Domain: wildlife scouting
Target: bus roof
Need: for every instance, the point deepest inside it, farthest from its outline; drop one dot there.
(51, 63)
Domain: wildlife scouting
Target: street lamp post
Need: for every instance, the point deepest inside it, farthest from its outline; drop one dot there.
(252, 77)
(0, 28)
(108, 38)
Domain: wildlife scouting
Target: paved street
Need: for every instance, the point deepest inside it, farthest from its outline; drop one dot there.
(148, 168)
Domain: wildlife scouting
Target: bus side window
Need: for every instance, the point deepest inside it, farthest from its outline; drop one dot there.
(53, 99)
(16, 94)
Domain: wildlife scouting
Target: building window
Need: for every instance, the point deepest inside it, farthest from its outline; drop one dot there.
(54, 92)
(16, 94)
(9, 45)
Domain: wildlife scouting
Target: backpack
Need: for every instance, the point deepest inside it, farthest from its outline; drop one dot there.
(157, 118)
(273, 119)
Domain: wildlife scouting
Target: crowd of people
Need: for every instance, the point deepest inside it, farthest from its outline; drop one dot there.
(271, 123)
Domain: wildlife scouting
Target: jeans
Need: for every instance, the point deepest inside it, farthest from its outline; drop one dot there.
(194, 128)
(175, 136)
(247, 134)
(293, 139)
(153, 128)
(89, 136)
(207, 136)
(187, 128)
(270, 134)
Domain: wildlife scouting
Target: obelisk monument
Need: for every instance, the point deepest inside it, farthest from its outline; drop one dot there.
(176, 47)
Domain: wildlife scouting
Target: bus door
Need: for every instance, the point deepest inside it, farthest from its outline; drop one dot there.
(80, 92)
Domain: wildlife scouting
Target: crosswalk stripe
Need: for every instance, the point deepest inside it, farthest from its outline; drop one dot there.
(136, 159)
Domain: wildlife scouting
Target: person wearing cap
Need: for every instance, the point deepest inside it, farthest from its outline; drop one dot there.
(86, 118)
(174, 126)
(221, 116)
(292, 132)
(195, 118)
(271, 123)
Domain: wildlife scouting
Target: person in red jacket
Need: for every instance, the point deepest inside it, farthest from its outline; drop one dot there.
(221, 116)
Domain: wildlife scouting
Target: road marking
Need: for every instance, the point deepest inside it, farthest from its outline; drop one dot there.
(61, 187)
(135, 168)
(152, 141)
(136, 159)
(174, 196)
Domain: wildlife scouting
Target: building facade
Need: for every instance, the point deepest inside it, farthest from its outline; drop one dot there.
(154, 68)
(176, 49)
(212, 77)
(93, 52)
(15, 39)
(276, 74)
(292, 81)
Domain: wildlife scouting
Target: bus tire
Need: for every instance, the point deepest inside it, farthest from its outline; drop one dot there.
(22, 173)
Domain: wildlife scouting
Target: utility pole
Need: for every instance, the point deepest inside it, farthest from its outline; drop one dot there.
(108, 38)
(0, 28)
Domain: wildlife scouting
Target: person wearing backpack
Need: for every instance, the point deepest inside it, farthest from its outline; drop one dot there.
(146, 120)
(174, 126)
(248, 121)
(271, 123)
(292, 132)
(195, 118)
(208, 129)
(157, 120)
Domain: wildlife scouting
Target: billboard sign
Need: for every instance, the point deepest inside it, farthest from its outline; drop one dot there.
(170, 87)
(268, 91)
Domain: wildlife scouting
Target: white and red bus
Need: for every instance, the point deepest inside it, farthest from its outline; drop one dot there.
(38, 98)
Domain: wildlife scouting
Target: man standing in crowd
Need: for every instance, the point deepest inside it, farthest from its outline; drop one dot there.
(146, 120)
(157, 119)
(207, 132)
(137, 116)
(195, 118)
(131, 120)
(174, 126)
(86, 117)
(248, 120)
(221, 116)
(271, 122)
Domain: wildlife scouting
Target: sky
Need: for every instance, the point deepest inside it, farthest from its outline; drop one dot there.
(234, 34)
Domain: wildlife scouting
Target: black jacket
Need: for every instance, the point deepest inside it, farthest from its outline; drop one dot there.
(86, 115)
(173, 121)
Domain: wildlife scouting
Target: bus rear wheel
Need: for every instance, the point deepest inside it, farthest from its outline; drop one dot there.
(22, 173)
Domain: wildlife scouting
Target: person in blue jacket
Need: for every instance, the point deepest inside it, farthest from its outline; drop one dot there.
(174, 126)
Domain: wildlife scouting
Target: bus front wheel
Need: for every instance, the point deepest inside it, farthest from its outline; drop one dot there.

=== What is being asked ===
Locate every line in the records above that contains the word "backpack" and copy each such line. Case counts.

=== Task answer ===
Target: backpack
Target: person wearing backpack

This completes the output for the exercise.